Provided text
_ _ _ _

One of the most famous of all the ancient Jewish songs we call the Psalms is number 139, which talks about the writer's understanding of God. A contemporary Christian view of God tends towards a view of the divine that is at once distant, and controlling. This is a way of thinking that owes as much to Greek mythology as anything else.
The God of the 139th Psalm on the other hand is somehow different: "If I go to the highest heights, you are there, if I make my bed in the depths, you are there." God is at once in all places. We tend to think of this physically, that there is no 'where' that God isn't. But actually the text goes beyond even this, beyond the physical: the word we translate as 'depths' is the Greek word šə·’ō·wl (sheol), which means 'grave' or even 'hell'. This is an idea which transcends physicality.
There is nowhere, in life, or in death, surmises the poet, that is beyond his sense of the divine. This is not a remote, controlling God, not the 'deadbeat dad' of popular religion, it is an intimate, animated divinity, coursing like life itself through the veins and arteries of the universe, present in every dimension. The poetic language used here speaks of an idea of the divine which transcends the kind of boundaries which we seek to put in to place, nothing is cut off. This is a very deep idea of God.As John Pritchard points out,
[In prayer] we cannot expect arbitrary interruptions of the natural course for our personal benefit. The dead of Auschwitz rule out the possibility of a cosy, domesticated view of how God relates to his world. But let's also recognise that there are no 'laws' of nature as such, just generalisations of observable experience. The fabric of creation has a much more open texture than we once thought...

_ _ _ _

Work to complete
• A. Answer these questions from the text on Psalm 139:
(i) Which number is the psalm the text discusses?
(ii) According to the text, what two qualities does a contemporary Christian view of God tend toward?
(iii) In the passage quoted from John Pritchard, what does he say the 'laws' of nature actually are?
• B. Resume the text on Psalm 139 from its final sentence and keep going in the same voice.
The records are separate material from the text about Psalm 139.

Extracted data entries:
_ _ _ _

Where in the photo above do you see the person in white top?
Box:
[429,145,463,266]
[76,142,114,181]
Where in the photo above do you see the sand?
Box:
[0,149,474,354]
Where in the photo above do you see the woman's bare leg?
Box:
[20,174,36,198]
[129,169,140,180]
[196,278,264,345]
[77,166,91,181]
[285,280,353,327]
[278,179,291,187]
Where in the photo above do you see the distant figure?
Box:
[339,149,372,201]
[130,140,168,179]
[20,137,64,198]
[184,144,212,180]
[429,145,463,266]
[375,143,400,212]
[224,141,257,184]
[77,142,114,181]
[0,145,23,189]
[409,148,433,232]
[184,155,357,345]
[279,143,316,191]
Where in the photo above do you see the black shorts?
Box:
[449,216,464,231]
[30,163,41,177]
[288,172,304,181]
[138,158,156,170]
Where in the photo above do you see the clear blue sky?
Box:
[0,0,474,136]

_ _ _ _

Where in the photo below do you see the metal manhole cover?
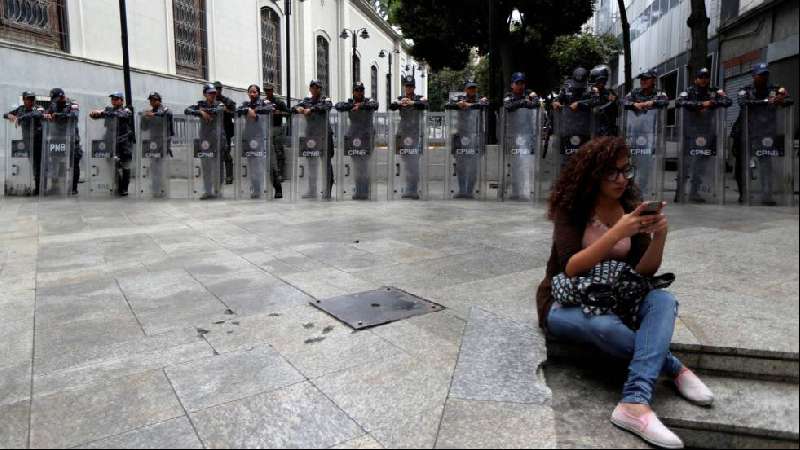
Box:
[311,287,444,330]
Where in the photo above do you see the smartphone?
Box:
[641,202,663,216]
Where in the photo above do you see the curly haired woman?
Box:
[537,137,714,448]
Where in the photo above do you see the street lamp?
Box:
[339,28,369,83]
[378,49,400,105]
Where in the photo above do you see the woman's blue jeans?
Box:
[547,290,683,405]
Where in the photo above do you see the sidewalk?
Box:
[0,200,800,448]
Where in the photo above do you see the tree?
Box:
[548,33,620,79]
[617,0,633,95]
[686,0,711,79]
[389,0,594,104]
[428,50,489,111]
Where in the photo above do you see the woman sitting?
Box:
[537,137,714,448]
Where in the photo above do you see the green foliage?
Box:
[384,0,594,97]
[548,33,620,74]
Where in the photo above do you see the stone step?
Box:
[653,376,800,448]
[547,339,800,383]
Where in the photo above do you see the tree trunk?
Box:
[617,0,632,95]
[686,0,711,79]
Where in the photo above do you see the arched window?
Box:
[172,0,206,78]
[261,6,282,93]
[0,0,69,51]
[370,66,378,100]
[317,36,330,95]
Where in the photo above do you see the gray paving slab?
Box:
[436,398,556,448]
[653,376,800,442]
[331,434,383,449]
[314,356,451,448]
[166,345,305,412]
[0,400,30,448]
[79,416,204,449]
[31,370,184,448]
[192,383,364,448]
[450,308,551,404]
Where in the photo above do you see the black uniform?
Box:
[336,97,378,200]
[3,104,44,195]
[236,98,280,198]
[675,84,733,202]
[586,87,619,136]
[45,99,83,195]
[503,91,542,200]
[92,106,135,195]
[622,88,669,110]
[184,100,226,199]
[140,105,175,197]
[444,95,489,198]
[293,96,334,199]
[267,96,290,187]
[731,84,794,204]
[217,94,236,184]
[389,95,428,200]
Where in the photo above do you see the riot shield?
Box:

_ _ _ _

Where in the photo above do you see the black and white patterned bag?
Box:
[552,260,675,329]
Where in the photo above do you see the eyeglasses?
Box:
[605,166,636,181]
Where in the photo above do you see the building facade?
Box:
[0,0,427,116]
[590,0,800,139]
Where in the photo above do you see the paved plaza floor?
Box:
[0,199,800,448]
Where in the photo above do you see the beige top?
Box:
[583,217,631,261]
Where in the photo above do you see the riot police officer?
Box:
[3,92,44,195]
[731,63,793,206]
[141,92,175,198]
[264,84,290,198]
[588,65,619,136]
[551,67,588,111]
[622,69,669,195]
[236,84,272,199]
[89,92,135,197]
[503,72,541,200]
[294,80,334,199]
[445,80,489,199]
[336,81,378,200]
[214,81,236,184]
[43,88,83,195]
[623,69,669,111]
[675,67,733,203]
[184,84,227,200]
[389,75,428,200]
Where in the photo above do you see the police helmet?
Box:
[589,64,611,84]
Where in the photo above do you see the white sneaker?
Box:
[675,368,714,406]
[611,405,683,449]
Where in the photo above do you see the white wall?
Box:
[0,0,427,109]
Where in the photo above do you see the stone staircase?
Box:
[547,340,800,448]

_ _ _ _

Responses in order
• A.
(i) 139
(ii) Distant and controlling
(iii) Generalisations of observable experience

• B.
When we pray for things to change in a situation, therefore, we are not throwing pebbles at some iron wall of 'natural law'. We are co-operating with God in enabling his loving presence to come to bear on the situation, and so inevitably affect it... The supernatural is an infinite projection of the natural, to the point where it is transformed.Now I happen not to like the word "supernatural". When it isn't conjuring up images of séances and ouija boards, it reminds me of some humanists explaining why they don't believe in that snowy-bearded puppet-master in the clouds. But if, as Pritchard says, there is more to reality than metrics and observation, and Newtonian mechanics, it may be an inevitable usage; if God is indeed "an intimate, animated divinity, coursing like life itself through the veins and arteries of the universe, present in every dimension" then there is nowhere and nothing that is outside God, not even the very worst of times. As Thibault reminded Peter Abelard in Helen Waddell's eponymous novel, in all the pain of the world, and in all its grief and loss, the cross of Christ, the cross of God in Christ, goes on and on.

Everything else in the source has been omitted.